THE TASK :: Copy out all the items below with every "bboxes" changed to "boxes", keeping everything else the same.

DATA TO USE ::
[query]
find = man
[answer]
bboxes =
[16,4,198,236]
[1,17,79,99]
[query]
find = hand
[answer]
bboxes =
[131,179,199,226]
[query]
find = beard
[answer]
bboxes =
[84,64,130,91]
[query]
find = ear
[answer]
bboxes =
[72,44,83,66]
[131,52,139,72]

TASK OUTPUT ::
[query]
find = man
[answer]
boxes =
[16,4,198,236]
[1,17,79,99]
[query]
find = hand
[answer]
boxes =
[131,179,199,226]
[query]
find = beard
[answer]
boxes =
[84,64,130,91]
[query]
find = ear
[answer]
boxes =
[72,44,83,66]
[131,52,139,72]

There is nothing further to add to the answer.